═══ Data records
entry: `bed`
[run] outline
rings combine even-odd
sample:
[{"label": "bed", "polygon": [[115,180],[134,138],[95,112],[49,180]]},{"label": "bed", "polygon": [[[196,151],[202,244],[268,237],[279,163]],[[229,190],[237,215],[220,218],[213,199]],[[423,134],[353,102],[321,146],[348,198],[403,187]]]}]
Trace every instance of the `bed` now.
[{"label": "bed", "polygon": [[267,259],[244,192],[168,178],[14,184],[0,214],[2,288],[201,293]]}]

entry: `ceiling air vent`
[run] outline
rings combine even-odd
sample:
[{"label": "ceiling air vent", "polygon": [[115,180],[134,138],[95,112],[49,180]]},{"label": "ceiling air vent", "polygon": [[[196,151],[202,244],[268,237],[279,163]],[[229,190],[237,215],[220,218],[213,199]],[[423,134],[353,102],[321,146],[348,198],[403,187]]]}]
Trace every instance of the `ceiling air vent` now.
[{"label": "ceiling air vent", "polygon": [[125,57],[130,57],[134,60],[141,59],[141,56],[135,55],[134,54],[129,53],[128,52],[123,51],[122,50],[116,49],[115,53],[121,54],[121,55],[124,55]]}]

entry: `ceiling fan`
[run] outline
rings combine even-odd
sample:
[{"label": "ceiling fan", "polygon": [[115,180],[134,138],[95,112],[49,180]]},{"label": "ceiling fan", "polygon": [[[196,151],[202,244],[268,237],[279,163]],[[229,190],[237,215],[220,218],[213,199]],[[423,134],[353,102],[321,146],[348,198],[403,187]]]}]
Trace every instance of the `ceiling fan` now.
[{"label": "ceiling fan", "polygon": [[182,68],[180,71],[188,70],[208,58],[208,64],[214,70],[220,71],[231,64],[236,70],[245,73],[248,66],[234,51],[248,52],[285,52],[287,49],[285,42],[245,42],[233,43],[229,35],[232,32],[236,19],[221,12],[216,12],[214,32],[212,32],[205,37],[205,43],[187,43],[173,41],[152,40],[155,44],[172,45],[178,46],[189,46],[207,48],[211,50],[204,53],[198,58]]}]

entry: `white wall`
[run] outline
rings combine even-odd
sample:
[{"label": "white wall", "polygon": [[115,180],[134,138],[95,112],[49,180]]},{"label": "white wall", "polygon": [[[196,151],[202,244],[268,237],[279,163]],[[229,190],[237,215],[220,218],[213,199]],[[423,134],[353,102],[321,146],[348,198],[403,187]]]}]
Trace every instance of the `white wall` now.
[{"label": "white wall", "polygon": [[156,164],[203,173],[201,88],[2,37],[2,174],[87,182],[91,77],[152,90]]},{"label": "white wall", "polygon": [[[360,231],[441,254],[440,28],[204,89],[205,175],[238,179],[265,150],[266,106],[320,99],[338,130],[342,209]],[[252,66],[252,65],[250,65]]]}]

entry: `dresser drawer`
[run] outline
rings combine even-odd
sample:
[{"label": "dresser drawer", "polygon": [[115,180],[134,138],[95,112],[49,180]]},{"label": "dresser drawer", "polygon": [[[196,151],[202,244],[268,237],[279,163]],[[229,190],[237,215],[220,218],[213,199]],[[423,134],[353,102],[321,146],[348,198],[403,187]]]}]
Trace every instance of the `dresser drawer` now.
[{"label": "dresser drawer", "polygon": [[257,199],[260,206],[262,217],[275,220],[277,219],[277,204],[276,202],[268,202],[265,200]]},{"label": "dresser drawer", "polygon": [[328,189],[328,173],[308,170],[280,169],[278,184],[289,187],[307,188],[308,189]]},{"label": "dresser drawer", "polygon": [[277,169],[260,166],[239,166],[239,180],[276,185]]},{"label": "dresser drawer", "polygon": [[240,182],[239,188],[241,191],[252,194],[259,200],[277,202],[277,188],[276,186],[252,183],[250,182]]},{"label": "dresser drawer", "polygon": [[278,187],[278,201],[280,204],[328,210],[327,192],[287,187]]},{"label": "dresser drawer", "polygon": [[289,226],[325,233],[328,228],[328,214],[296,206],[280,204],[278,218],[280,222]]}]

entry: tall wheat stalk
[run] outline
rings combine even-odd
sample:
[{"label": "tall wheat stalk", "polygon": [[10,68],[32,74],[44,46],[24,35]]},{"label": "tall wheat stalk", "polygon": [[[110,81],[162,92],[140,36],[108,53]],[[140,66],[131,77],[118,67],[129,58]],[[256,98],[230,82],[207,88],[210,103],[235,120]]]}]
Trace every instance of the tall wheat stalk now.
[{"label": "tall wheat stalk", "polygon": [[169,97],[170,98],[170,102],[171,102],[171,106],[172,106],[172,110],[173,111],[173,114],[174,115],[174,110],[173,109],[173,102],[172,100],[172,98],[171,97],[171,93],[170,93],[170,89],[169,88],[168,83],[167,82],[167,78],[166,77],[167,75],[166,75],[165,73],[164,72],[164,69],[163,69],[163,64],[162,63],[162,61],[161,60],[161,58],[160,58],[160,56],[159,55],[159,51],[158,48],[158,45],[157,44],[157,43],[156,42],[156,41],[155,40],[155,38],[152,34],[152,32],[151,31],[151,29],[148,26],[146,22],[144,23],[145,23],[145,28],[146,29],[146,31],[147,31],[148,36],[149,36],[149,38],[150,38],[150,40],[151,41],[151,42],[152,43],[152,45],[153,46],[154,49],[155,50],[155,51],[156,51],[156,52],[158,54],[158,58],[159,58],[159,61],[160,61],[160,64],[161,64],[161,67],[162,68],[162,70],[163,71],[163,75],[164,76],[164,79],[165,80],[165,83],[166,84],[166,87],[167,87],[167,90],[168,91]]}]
══════
Task instructions
Convert every line of the records above into a JSON list of strings, one string per line, leaving out the blank lines.

In response
[
  "entry: `bed`",
  "[run] outline",
  "rings combine even-odd",
  "sample:",
  "[{\"label\": \"bed\", \"polygon\": [[115,180],[134,138],[95,112],[49,180]]},{\"label\": \"bed\", \"polygon\": [[[196,151],[202,244],[268,237],[279,163]],[[229,190],[237,215],[220,218],[213,199]],[[423,134],[353,102],[321,146],[348,198],[403,187]]]}]",
  "Trace every instance of the `bed` now.",
  "[{\"label\": \"bed\", \"polygon\": [[267,259],[244,192],[168,178],[14,184],[0,214],[2,288],[201,293]]}]",
  "entry: `ceiling air vent`",
  "[run] outline",
  "rings combine even-odd",
  "sample:",
  "[{\"label\": \"ceiling air vent\", \"polygon\": [[115,180],[134,138],[95,112],[49,180]]},{\"label\": \"ceiling air vent\", \"polygon\": [[[196,151],[202,244],[268,237],[279,163]],[[229,190],[237,215],[220,218],[213,199]],[[423,134],[353,102],[321,146],[348,198],[403,187]]]}]",
  "Trace every instance of the `ceiling air vent` now.",
  "[{\"label\": \"ceiling air vent\", \"polygon\": [[125,57],[130,57],[134,60],[141,59],[141,56],[135,55],[134,54],[129,53],[128,52],[123,51],[122,50],[116,49],[115,53],[121,54],[121,55],[124,55]]}]",
  "entry: `ceiling fan`",
  "[run] outline",
  "rings combine even-odd",
  "sample:",
  "[{\"label\": \"ceiling fan\", \"polygon\": [[115,180],[134,138],[95,112],[49,180]]},{\"label\": \"ceiling fan\", \"polygon\": [[[196,151],[202,244],[268,237],[279,163]],[[229,190],[237,215],[220,218],[213,199]],[[423,134],[353,102],[321,146],[348,198],[403,187]]]}]",
  "Trace every instance of the `ceiling fan` now.",
  "[{\"label\": \"ceiling fan\", \"polygon\": [[182,68],[180,71],[188,70],[208,58],[208,64],[214,70],[220,71],[231,64],[236,70],[245,73],[248,66],[234,51],[248,52],[285,52],[287,49],[285,42],[245,42],[233,43],[229,35],[232,32],[236,19],[221,12],[216,12],[214,32],[212,32],[205,37],[205,43],[187,43],[173,41],[152,40],[155,44],[172,45],[178,46],[189,46],[207,48],[211,50],[204,53],[198,58]]}]",
  "entry: `white wall`",
  "[run] outline",
  "rings combine even-odd",
  "sample:",
  "[{\"label\": \"white wall\", \"polygon\": [[115,180],[134,138],[95,112],[49,180]]},{\"label\": \"white wall\", \"polygon\": [[[196,151],[202,244],[268,237],[279,163]],[[229,190],[237,215],[220,218],[213,199]],[[423,134],[353,102],[321,146],[348,198],[403,187]]]}]",
  "Trace every instance of the `white wall` now.",
  "[{\"label\": \"white wall\", \"polygon\": [[156,164],[203,173],[201,88],[2,37],[2,174],[87,182],[91,77],[152,90]]},{\"label\": \"white wall\", \"polygon\": [[[360,231],[441,254],[440,28],[204,89],[205,175],[238,179],[265,150],[266,106],[320,99],[338,130],[342,209]],[[252,66],[252,65],[250,65]]]}]",
  "entry: `dresser drawer`",
  "[run] outline",
  "rings combine even-odd",
  "sample:",
  "[{\"label\": \"dresser drawer\", \"polygon\": [[115,180],[134,138],[95,112],[49,180]]},{\"label\": \"dresser drawer\", \"polygon\": [[[196,151],[202,244],[268,237],[279,163]],[[229,190],[237,215],[220,218],[213,199]],[[423,134],[353,102],[321,146],[348,198],[403,187]]]}]",
  "Trace every instance of the `dresser drawer` now.",
  "[{\"label\": \"dresser drawer\", \"polygon\": [[257,199],[260,206],[262,217],[275,220],[277,219],[277,204],[276,202],[268,202],[265,200]]},{\"label\": \"dresser drawer\", \"polygon\": [[328,189],[328,173],[308,170],[280,169],[278,184],[289,187],[307,188],[308,189]]},{\"label\": \"dresser drawer\", \"polygon\": [[277,169],[260,166],[239,166],[239,180],[276,185]]},{\"label\": \"dresser drawer\", \"polygon\": [[240,182],[239,188],[241,191],[252,194],[259,200],[277,202],[277,188],[276,186],[252,183],[250,182]]},{\"label\": \"dresser drawer\", \"polygon\": [[278,187],[278,201],[280,204],[328,210],[327,192],[287,187]]},{\"label\": \"dresser drawer\", \"polygon\": [[289,226],[325,233],[328,228],[328,214],[296,206],[280,204],[278,218],[280,222]]}]",
  "entry: tall wheat stalk",
  "[run] outline",
  "rings combine even-odd",
  "sample:",
  "[{\"label\": \"tall wheat stalk\", \"polygon\": [[10,68],[32,74],[44,46],[24,35]]},{\"label\": \"tall wheat stalk\", \"polygon\": [[[110,81],[162,92],[140,36],[108,53]],[[140,66],[131,77],[118,67],[129,58]],[[256,98],[230,82],[207,88],[210,103],[235,120]]]}]",
  "Trace every instance of the tall wheat stalk now.",
  "[{\"label\": \"tall wheat stalk\", \"polygon\": [[169,97],[170,98],[170,102],[171,102],[171,106],[172,106],[172,110],[173,111],[173,114],[174,115],[174,110],[173,109],[173,102],[172,100],[172,98],[171,97],[171,93],[170,93],[170,89],[169,88],[168,83],[167,82],[167,78],[166,77],[167,75],[166,75],[165,73],[164,72],[164,69],[163,69],[163,64],[162,63],[162,61],[161,60],[161,58],[160,58],[160,56],[159,55],[159,51],[158,48],[158,45],[157,44],[157,43],[156,42],[156,41],[155,40],[155,38],[152,34],[152,32],[151,31],[151,29],[148,26],[146,22],[144,23],[145,23],[145,28],[146,29],[146,31],[147,31],[148,36],[149,36],[149,38],[150,38],[150,40],[151,41],[151,42],[152,43],[152,45],[153,46],[154,49],[155,50],[155,51],[156,51],[156,52],[158,54],[158,58],[159,58],[159,61],[160,61],[160,64],[161,64],[161,67],[162,68],[162,70],[163,71],[163,75],[164,76],[164,79],[165,80],[165,83],[166,84],[166,87],[167,87],[167,90],[168,91]]}]"
]